##### Provided passage

Predicting the Energy Performance Certificates (EPC) of properties

Improving the energy efficiency of homes is important for meeting the government’s net-zero target and helps households respond to higher energy prices. As a result, policymakers need accurate data on the current energy efficiency rating of properties; however, this is difficult to obtain because many properties still lack an official certification of energy efficiency.

The Department for Business, Energy and Industrial Strategy (BEIS) asked the Data Science Campus to see if machine learning techniques could be used to predict the energy efficiency of properties that do not have an official score. We tested several models and datasets to do this, and found we were able to predict over half (57%) of properties within 5 points of a 100-point Standard Assessment Procedure (SAP) score, and over 9 in 10 (93%) properties within 15 points.

The work we have undertaken has potential to provide more granular data and can help identify small geographic areas where properties have lower energy efficiency ratings.

Our results showed that including properties with missing scores would lower median energy efficiency scores across most of the UK (based on Lower Layer Super Output Areas or LSOAs), but particularly in rural areas and inner-city regions. Our work gave a more complete picture of the energy efficiency of housing, to help inform BEIS’s work on tackling fuel poverty.

However, there were limitations to the work. The models hit a ceiling in terms of how well it could predict the energy efficiency of a property based on a 100-point rating, and there was evidence that the model overpredicted low scores and underpredicted very high scores.

1. Background

The typical way of understanding the energy efficiency of a property is by looking at Energy Performance Certificates (EPCs). An EPC gives a property a Standard Assessment Procedure (SAP) score, and depending on the SAP score, a property is placed into one of seven bands from A to G, with properties in band A being the most energy efficient and properties in band G being the least energy efficient (Figure 1).

##########

**Exercise:**
Continue the report on predicting properties' EPC energy efficiency ratings from the point where it stops.

##### Given information

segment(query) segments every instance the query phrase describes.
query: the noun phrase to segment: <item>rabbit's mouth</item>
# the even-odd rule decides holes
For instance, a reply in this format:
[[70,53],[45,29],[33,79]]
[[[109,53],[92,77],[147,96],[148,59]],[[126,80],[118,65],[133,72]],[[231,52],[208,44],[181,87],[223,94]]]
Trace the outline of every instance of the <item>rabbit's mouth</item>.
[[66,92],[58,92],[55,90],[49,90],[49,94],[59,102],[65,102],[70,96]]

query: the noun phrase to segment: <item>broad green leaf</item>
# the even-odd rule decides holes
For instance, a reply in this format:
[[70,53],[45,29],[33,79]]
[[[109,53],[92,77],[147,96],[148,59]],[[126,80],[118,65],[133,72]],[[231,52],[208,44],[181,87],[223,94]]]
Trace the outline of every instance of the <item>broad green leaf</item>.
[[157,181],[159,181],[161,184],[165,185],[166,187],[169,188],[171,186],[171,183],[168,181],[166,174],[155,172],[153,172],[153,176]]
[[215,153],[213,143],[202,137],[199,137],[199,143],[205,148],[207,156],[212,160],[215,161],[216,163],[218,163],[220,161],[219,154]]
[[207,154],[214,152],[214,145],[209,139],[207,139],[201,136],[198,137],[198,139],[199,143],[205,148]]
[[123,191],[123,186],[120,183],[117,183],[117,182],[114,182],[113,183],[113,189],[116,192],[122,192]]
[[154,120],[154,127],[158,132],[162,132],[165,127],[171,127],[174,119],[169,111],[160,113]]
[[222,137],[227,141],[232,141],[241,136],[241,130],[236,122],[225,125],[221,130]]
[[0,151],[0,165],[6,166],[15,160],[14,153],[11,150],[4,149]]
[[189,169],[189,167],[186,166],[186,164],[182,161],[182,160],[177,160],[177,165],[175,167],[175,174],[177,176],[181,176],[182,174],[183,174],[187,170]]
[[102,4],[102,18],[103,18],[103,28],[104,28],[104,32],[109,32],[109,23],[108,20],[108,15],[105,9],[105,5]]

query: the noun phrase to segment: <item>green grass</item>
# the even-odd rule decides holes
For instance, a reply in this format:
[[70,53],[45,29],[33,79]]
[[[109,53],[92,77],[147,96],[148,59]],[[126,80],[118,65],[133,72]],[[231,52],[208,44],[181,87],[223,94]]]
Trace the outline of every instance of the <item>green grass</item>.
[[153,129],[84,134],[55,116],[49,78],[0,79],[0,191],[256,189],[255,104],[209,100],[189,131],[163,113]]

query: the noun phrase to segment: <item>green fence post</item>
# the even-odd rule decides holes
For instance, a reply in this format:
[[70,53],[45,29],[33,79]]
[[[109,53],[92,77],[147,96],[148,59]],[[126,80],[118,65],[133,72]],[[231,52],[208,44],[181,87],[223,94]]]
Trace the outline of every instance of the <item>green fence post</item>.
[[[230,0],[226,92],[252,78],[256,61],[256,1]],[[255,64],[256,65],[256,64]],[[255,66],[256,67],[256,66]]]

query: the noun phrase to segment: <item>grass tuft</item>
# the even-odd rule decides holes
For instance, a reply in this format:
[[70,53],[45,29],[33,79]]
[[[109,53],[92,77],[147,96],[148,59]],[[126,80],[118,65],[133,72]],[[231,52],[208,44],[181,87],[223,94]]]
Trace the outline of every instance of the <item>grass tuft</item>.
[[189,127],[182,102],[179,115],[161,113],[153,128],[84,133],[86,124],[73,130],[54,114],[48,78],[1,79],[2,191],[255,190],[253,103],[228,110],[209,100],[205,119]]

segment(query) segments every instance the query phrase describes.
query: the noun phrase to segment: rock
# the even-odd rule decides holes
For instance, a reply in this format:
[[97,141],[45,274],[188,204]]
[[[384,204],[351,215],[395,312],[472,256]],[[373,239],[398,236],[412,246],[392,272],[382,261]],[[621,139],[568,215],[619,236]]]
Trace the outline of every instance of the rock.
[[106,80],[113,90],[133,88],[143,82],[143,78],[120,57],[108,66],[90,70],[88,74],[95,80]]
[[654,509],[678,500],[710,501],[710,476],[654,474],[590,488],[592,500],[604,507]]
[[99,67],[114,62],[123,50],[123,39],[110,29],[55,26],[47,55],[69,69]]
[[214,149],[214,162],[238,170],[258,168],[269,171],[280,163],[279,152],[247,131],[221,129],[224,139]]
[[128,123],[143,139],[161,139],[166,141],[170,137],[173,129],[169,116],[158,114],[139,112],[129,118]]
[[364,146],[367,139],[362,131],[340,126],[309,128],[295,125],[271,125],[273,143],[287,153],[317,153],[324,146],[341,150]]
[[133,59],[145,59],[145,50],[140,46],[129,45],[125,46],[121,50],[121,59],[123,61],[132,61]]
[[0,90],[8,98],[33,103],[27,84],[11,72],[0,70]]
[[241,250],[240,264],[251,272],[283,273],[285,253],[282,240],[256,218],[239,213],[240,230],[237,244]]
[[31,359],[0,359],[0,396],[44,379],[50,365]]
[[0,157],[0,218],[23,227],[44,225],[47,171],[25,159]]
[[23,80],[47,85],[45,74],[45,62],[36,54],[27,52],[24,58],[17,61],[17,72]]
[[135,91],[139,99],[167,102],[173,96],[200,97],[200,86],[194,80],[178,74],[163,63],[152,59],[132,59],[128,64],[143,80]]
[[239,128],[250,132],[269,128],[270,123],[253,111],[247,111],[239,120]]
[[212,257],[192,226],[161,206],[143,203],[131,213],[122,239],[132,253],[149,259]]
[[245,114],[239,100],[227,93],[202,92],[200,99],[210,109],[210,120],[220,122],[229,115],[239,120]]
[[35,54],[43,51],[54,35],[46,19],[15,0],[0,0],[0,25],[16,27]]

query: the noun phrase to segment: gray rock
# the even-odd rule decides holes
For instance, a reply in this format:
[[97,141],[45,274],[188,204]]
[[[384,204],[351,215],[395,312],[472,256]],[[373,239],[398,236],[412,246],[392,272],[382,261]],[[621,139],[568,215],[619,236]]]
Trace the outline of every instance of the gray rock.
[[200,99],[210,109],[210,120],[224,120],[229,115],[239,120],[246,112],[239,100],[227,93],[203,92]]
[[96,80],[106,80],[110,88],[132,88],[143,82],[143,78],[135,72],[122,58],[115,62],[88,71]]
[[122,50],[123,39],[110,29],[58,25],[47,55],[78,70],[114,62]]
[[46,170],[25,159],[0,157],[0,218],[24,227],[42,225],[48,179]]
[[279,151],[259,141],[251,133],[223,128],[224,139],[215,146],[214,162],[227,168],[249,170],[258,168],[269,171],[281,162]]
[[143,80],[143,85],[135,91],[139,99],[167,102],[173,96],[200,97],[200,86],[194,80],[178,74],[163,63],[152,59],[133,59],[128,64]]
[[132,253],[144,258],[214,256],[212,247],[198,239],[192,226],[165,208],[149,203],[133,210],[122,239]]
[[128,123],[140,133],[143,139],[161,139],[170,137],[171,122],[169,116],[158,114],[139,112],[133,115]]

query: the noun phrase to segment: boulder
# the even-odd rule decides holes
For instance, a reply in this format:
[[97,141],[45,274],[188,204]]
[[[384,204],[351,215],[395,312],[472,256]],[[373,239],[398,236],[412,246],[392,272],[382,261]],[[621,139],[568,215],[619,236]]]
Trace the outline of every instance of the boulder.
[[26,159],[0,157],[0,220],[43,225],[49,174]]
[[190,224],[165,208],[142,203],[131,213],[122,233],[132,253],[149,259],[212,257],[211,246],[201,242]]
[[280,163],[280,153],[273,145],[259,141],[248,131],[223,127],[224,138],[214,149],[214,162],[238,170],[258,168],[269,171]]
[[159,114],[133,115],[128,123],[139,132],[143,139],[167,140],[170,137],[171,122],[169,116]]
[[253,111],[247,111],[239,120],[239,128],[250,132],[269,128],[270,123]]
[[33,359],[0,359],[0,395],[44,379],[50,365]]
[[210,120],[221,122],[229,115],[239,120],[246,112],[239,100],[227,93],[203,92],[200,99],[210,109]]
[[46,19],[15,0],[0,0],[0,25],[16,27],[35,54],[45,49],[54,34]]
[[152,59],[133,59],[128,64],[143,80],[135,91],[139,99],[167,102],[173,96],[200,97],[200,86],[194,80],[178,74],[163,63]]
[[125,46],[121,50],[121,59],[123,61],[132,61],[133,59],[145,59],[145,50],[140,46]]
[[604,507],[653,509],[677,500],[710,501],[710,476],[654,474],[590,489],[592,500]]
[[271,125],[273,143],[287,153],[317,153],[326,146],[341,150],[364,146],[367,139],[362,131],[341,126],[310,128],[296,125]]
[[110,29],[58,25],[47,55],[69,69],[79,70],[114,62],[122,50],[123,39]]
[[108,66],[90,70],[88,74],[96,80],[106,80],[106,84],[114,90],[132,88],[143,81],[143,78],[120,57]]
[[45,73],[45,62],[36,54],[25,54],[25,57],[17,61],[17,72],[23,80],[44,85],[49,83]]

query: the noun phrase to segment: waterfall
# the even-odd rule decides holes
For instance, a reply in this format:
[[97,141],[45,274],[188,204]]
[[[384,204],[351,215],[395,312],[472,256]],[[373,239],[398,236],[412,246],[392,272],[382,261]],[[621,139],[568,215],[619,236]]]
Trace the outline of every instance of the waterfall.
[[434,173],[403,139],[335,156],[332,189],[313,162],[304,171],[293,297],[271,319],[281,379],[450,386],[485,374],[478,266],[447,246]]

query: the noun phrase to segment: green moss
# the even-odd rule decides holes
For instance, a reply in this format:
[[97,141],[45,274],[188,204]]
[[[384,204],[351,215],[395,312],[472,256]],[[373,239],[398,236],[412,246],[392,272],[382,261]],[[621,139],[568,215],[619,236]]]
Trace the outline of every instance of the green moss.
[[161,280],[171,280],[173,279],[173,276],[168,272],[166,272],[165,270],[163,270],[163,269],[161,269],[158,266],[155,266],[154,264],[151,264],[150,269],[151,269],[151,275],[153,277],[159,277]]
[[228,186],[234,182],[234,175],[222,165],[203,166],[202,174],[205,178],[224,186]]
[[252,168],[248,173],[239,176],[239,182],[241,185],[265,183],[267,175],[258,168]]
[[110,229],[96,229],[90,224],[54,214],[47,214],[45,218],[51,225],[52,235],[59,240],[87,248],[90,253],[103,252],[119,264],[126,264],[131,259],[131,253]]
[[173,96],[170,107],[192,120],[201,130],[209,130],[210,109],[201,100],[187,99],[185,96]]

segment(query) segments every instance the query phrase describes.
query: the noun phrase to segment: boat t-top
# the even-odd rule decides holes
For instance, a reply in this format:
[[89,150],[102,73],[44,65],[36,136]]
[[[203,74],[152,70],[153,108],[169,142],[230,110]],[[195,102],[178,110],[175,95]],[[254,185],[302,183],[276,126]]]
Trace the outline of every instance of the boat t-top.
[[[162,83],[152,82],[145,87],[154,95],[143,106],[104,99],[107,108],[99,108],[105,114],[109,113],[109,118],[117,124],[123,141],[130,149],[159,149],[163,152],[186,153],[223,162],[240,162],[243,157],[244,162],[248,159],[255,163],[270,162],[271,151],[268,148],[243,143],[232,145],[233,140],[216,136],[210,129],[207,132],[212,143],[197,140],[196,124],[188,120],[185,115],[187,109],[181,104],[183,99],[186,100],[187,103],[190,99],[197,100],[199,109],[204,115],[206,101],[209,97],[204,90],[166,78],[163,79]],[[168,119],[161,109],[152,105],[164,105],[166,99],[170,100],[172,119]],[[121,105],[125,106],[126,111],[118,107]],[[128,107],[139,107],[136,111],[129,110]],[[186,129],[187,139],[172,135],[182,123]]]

##########

**Response to the task:**
Figure 1: Standard Assessment Procedure (SAP) scores are classified into energy efficiency bands for ease of comparison between properties.

Bar chart representation of energy efficiency bands and corresponding ranges of Standard Assessment Procedure scores.
Source: Energy Performance Certificate template

The median energy efficiency score for dwellings in England that have had an EPC was 66 (band D) in 2021. However, only slightly more than half of domestic properties are in possession of an EPC, and for national monitoring of energy efficiency it was important to estimate what the EPC rating might be for these missing properties.

We were approached by the Department for Business, Energy and Industrial Strategy (BEIS) to explore if machine learning could accurately predict SAP scores for all individual properties in England using administrative data. This would build on existing work that explored the physical characteristics of housing that were good predictors of energy efficiency ratings, and data sources that might be helpful.

2. Approach

We identified property characteristics that were most strongly associated with the SAP score, sourced administrative data that could provide information on these characteristics, and subsequently trained and evaluated a selection of machine models that could be used to predict energy efficiency.

SAP scores represent the amount of energy a property consumes to maintain a defined level of comfort (such as a certain level of lighting and heating). As such, attributes like the size of a property, the insulation in the property, and the efficiency of any heating elements or lighting fixtures, all have a clearly defined effect on the property’s SAP score.

Many of these attributes are captured in the EPC data. We built a model, which confirmed the choice of the most influential characteristics. From this, we were able to identify several features that we wanted to find reliable sources of data on, including:

  • total floor area of the property
  • if the property was primarily heated by electricity or gas
  • the type of property (for example, self-contained non-purpose-built flats, mid-terrace houses)
  • the build age of the property
  • the type of insulation (if any) in the property’s floors, walls and roof
  • the condition of the property’s roof and external walls

3. Data

The data sourced and used in the selection of models came from several sources.

Council Tax Valuation Data

This contained information on a wide range of property attributes that were ultimately used in the final models. The main limitation of the dataset was the accuracy of the collected data, as this was often collected from outside the property and some values were based on assumptions made that could have impacted data quality.

For example, all properties were assumed to have central heating unless known otherwise, and the floor area of properties in this dataset often differed to the EPC data. Council Tax valuations are also not performed regularly for all properties and so some records will be out of date.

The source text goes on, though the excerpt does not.